*Requirement:* How many lines in the data below contain the string "street" when you count case-sensitively? Give only the number.

☆ ☆ ☆ ☆ ☆

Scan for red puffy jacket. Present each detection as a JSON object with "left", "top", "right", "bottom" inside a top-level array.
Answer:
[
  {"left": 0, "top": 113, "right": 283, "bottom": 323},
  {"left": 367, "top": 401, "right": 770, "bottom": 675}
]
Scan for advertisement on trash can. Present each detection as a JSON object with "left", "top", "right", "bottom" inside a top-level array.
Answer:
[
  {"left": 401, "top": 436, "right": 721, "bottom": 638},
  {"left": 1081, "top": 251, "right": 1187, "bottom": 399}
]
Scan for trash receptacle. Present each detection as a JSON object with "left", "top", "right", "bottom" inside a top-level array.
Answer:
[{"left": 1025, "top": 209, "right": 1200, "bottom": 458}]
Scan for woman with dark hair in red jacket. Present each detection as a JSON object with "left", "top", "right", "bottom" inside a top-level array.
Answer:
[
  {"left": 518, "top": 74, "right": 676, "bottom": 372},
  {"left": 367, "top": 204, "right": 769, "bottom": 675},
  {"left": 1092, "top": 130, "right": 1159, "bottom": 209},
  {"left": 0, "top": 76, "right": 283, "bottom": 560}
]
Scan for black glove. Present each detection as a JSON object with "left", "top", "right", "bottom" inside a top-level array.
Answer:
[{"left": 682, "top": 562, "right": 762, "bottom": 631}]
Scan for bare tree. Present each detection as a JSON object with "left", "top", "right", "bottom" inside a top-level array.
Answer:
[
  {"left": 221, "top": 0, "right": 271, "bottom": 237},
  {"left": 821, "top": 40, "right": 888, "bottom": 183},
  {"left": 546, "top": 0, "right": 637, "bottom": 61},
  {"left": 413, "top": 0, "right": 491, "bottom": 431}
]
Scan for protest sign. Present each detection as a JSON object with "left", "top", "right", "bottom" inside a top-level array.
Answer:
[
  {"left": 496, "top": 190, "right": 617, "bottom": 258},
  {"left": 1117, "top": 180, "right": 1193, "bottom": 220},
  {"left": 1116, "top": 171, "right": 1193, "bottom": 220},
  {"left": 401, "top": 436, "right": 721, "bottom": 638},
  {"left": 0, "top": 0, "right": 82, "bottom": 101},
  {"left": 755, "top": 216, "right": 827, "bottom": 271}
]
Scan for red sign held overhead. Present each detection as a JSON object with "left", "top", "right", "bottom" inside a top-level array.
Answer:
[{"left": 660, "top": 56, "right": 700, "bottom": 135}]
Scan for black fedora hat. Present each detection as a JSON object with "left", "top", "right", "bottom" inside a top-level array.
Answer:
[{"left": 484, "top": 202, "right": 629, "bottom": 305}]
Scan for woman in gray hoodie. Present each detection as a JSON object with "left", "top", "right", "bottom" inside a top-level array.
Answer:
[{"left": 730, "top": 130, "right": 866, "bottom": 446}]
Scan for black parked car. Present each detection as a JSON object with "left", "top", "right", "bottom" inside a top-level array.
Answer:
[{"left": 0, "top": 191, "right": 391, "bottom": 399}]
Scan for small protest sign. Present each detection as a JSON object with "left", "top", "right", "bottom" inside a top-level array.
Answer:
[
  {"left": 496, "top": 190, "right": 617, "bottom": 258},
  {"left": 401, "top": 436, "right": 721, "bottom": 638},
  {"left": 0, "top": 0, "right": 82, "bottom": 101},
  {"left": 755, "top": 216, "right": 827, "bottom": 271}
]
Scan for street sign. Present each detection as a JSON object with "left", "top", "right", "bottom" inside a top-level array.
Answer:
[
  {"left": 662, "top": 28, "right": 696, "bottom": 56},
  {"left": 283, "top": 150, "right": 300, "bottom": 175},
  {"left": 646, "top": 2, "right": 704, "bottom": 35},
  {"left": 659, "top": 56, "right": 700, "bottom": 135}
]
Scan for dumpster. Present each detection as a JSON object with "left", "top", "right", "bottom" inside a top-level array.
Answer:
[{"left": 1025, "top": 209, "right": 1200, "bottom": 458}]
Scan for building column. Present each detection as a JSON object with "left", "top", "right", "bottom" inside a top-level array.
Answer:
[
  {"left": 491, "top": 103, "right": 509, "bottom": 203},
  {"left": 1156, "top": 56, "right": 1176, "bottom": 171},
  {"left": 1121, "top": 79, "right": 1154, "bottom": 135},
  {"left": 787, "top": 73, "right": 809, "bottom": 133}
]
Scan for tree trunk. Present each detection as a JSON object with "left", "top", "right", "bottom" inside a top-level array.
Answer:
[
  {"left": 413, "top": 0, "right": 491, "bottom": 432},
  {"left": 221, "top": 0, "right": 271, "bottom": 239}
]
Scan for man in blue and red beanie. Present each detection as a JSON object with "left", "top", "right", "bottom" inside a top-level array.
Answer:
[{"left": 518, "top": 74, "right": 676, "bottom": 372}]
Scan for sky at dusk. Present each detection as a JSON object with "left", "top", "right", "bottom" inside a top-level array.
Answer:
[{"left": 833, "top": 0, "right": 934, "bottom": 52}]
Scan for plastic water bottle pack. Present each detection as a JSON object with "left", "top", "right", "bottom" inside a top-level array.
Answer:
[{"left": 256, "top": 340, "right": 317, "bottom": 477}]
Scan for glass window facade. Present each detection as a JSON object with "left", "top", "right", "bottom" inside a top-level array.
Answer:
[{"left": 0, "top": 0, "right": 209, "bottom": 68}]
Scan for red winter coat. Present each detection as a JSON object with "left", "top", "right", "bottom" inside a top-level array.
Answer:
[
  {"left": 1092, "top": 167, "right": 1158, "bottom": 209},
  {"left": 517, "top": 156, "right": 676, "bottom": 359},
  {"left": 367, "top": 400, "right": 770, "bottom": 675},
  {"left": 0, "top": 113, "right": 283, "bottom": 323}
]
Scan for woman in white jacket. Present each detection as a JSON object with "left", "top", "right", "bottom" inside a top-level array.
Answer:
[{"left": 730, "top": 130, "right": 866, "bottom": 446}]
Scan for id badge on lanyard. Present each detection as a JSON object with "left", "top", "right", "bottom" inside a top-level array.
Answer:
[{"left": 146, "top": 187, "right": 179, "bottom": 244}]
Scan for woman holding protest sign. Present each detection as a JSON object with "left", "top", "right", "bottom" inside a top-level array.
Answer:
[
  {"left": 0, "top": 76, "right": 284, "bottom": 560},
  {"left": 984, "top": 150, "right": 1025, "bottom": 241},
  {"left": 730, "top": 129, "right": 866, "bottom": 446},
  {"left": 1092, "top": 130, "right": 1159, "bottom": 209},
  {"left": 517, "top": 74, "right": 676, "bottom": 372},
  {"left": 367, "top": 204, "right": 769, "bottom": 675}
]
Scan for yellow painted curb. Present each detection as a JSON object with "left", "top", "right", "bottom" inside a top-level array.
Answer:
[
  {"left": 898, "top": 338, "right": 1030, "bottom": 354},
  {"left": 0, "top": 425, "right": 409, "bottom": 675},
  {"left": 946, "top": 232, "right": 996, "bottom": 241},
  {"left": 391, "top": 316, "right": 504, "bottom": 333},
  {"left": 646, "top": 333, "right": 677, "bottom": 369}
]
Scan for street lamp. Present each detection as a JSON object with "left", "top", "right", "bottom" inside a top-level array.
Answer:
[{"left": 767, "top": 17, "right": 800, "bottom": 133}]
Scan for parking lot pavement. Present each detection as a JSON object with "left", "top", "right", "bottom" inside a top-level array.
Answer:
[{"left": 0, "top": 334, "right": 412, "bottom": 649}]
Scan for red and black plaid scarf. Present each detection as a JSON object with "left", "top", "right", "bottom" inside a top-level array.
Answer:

☆ ☆ ☆ ☆ ☆

*Result of this exercise:* 2